* **Text passage**:
——
Tuesday 15 December 2020 2:09pm
Dr Matthew Jenkins and postcard artist Paige Wilson (Ngāti Rangi, Ngāti Tūwharetoa).
A researcher at the University of Otago, Wellington, will begin an epic 3,000 kilometre cycle ride from Cape Reinga to Bluff in December, chatting to New Zealanders along the way about their mental health and passing on postcards to help them reconnect with friends and whānau.
The trip is both a personal and a professional challenge for Dr Matthew Jenkins, who has been working as a Research Fellow at the Department of Psychological Medicine since 2019, after completing his PhD in Physical Education on the University of Otago’s Dunedin campus.
Dr Jenkins will be accompanied by friend and fellow cycling enthusiast, British engineer Thomas Fearn, who has also been working in Wellington. The pair are expecting to cycle an arduous 120 kilometres a day, as they follow the ‘Tour Aotearoa’ route, up hills, along state highways, on rugged trails, and down the tidal sands of Ninety-Mile Beach.
As he goes, Dr Jenkins will be researching New Zealanders’ views on mental health, and encouraging them to reconnect with others.
“I want to understand how people around the country talk about mental health as well as finding out how they look after their own mental health – do they connect with whānau, do they spend time in nature, are they physically active? These are themes that are really important to me as a researcher and that I am passionate about.”
The interviews and information Dr Jenkins gathers will form part of the first of a series of podcasts he is producing on mental health which will be broadcast on Access Radio next year.
Everyone who agrees to be interviewed for the research project will be given a postcard, which they can use to reconnect with friends and family in New Zealand or overseas.
The art for the postcard was created by a young artist, 16-year-old Paige Wilson (Ngāti Rangi, Ngāti Tūwharetoa), who is the daughter of Kristy Wilson, a Client Services Administrator in the Department of Psychological Medicine.
Paige’s design represents connection, love, wisdom, the support of whānau, and meeting challenges head on and is inspired by the four corners of well-being – wairua (spiritual health), tinana (physical health), hinengaro (mental health) and whānau (family health).
“It’s a beautiful art work,” Dr Jenkins says. “The amount of thought that Paige has put into it is phenomenal. The line going through the middle of the graphic design represents the journey from the north to the south, and the whakataukī, ‘Waiho i te toipoto, kaua i te toiroa’ (Let us keep close together, not wide apart) is about reconnecting.
“I’m also grateful to the University’s Design Services team who have done a brilliant job of bringing Paige’s design to life.”
The postcard which will be given to New Zealanders so they can reconnect with family and friends.
The postcards will be ready to post with stamps for mailing within New Zealand or internationally so there are no barriers to prevent people from sending them on.
Dr Jenkins says he loves the idea of people hand writing postcards and sending them to friends or whānau.
“It’s such a nice feeling when you get a postcard in the post, and particularly this year during the COVID-19 pandemic, there are lots of lost connections between people, and this is a way of reconnecting through thoughtful action.”
——
* **Task requirements**:
Continue the article about Dr Matthew Jenkins's mental health cycle ride from the point where it stops.

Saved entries
——
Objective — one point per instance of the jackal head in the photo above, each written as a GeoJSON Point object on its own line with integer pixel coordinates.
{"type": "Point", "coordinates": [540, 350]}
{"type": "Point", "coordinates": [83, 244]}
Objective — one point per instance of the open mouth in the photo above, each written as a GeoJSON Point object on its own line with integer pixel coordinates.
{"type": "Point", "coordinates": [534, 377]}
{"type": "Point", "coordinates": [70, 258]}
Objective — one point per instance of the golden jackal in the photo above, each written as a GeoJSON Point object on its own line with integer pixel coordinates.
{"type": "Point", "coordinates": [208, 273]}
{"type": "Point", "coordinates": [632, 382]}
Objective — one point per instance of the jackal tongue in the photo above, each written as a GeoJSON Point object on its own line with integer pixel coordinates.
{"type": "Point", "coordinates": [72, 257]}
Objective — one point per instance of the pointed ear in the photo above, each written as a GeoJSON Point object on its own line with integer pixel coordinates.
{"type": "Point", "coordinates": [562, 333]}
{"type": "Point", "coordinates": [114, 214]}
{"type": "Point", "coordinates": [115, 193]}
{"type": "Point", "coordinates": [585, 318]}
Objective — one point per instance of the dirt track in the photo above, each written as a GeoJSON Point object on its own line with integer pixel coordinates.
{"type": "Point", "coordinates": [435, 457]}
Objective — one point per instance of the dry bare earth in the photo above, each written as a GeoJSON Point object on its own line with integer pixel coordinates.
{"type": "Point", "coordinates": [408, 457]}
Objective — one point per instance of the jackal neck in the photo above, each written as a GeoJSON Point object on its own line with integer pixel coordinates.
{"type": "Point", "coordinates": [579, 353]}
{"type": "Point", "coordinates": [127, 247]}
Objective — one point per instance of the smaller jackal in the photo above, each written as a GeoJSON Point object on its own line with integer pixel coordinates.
——
* **Solved exercise**:
Cycle touring is not new to Dr Jenkins, who prefers the close connection with nature and the environment and with others that travelling in the open air provides.
Before embarking on his PhD, he had built his own bike and embarked on a journey through Malaysia, Myanmar, Singapore and Thailand, with the aim of continuing to cycle across land back home to Birmingham in the UK. Finding out enroute that he had been accepted to study for his PhD, he abruptly changed plans and jumped on a plane to New Zealand instead.
“Rather than going home, I ended up going to the other side of the world, to Dunedin, to study.”
Despite his previous cycle touring experience, Dr Jenkins says he’s been grateful for the advice he’s received from other University of Otago staff who have made the journey before him particularly that of Professor James Higham from the Department of Tourism. Professor Higham will join the pair for one of the final legs of their journey, cycling alongside them when they ride from Lake Hawea to Queenstown.
Others at the University have offered support too, with Professor Richard Blaikie, Deputy Vice-Chancellor, Research and Enterprise, who has himself just completed a fund raising cycle trip from Dunedin to Nelson, offering Dr Jenkins his spare University of Otago cycling kit to wear.
Dr Jenkins has also been loaned bike touring equipment from his former PhD supervisor Associate Professor Elaine Hargreaves from the School of Physical Education, Sport and Exercise Sciences, and her husband Gareth.
And when he sets off, his bike will be fitted with an official mascot, a helmet-wearing rubber duck equipped with flashing light and a squeaker-horn which he was given by Client Services Administrator Kerrie Harford as part of the Department’s Secret Santa gift exchange.
Dr Jenkins and Mr Fearn will begin their cycle trip at Cape Reinga on 13 December and are expecting to arrive in Bluff around 15 January.
Any funds left over will be donated to the Variety children’s charity Bikes for Kids programme which provides bikes to deserving or disadvantaged children in Aotearoa.